Present the records below as a Markdown table with the columns "Row" and "Line," placing each non-blank line in its own numbered row.

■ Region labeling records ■
• • • • •

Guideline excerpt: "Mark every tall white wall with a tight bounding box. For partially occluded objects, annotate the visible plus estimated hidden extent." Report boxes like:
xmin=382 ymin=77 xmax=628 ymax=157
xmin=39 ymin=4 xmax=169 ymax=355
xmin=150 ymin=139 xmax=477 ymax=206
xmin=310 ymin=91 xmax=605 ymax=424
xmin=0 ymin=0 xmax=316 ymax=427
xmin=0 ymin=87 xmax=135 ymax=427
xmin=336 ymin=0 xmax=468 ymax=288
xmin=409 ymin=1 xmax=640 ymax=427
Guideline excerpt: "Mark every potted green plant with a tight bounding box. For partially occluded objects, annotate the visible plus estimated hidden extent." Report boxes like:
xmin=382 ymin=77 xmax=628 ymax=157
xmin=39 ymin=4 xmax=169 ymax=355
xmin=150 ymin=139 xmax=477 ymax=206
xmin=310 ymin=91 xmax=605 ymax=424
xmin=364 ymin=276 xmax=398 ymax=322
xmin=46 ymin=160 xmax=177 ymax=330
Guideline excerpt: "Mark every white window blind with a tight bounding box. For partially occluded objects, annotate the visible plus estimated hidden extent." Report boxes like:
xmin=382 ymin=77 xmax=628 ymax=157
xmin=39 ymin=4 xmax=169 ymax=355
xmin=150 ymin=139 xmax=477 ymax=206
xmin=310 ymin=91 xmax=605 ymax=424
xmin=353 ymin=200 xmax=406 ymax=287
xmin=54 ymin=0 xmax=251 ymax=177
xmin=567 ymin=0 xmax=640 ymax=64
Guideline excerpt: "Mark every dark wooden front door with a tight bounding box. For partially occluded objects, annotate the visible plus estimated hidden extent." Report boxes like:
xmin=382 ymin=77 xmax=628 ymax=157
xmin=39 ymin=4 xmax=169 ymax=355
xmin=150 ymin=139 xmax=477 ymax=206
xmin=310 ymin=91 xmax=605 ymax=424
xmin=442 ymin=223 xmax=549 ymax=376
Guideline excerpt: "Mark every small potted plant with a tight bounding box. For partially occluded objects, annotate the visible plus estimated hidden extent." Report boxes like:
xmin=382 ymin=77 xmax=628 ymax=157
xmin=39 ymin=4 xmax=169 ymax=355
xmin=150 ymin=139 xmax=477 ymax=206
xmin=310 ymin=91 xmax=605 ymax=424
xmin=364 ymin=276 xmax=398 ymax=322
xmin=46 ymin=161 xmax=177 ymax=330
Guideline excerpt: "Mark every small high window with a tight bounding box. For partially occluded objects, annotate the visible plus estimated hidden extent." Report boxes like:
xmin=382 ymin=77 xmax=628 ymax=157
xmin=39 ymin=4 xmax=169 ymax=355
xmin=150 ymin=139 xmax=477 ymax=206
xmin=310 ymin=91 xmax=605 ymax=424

• • • • •

■ EXERCISE ANSWER ■
| Row | Line |
|---|---|
| 1 | Guideline excerpt: "Mark every tall white wall with a tight bounding box. For partially occluded objects, annotate the visible plus estimated hidden extent." Report boxes like: |
| 2 | xmin=382 ymin=77 xmax=628 ymax=157 |
| 3 | xmin=39 ymin=4 xmax=169 ymax=355 |
| 4 | xmin=150 ymin=139 xmax=477 ymax=206 |
| 5 | xmin=310 ymin=91 xmax=605 ymax=424 |
| 6 | xmin=0 ymin=0 xmax=316 ymax=427 |
| 7 | xmin=0 ymin=87 xmax=135 ymax=427 |
| 8 | xmin=336 ymin=0 xmax=468 ymax=288 |
| 9 | xmin=409 ymin=1 xmax=640 ymax=427 |
| 10 | Guideline excerpt: "Mark every potted green plant with a tight bounding box. For partially occluded objects, annotate the visible plus estimated hidden extent." Report boxes like: |
| 11 | xmin=382 ymin=77 xmax=628 ymax=157 |
| 12 | xmin=39 ymin=4 xmax=169 ymax=355 |
| 13 | xmin=150 ymin=139 xmax=477 ymax=206 |
| 14 | xmin=310 ymin=91 xmax=605 ymax=424 |
| 15 | xmin=364 ymin=276 xmax=398 ymax=322 |
| 16 | xmin=46 ymin=160 xmax=177 ymax=330 |
| 17 | Guideline excerpt: "Mark every white window blind with a tight bounding box. For partially occluded objects, annotate the visible plus estimated hidden extent." Report boxes like: |
| 18 | xmin=382 ymin=77 xmax=628 ymax=157 |
| 19 | xmin=39 ymin=4 xmax=169 ymax=355 |
| 20 | xmin=150 ymin=139 xmax=477 ymax=206 |
| 21 | xmin=310 ymin=91 xmax=605 ymax=424 |
| 22 | xmin=353 ymin=200 xmax=406 ymax=287 |
| 23 | xmin=54 ymin=0 xmax=251 ymax=177 |
| 24 | xmin=567 ymin=0 xmax=640 ymax=64 |
| 25 | Guideline excerpt: "Mark every dark wooden front door with a tight bounding box. For partially occluded objects, annotate the visible plus estimated hidden extent." Report boxes like: |
| 26 | xmin=382 ymin=77 xmax=628 ymax=157 |
| 27 | xmin=39 ymin=4 xmax=169 ymax=355 |
| 28 | xmin=150 ymin=139 xmax=477 ymax=206 |
| 29 | xmin=310 ymin=91 xmax=605 ymax=424 |
| 30 | xmin=442 ymin=223 xmax=549 ymax=376 |
| 31 | Guideline excerpt: "Mark every small potted plant with a tight bounding box. For partially occluded objects, annotate the visible plus estimated hidden extent." Report boxes like: |
| 32 | xmin=382 ymin=77 xmax=628 ymax=157 |
| 33 | xmin=39 ymin=4 xmax=169 ymax=355 |
| 34 | xmin=150 ymin=139 xmax=477 ymax=206 |
| 35 | xmin=310 ymin=91 xmax=605 ymax=424 |
| 36 | xmin=364 ymin=276 xmax=398 ymax=322 |
| 37 | xmin=46 ymin=161 xmax=177 ymax=330 |
| 38 | Guideline excerpt: "Mark every small high window with a tight bounding box. For partially occluded objects, annotate the visible plus estimated hidden extent." Report boxes like: |
| 39 | xmin=382 ymin=77 xmax=628 ymax=157 |
| 40 | xmin=39 ymin=4 xmax=169 ymax=355 |
| 41 | xmin=150 ymin=139 xmax=477 ymax=206 |
| 42 | xmin=310 ymin=91 xmax=605 ymax=424 |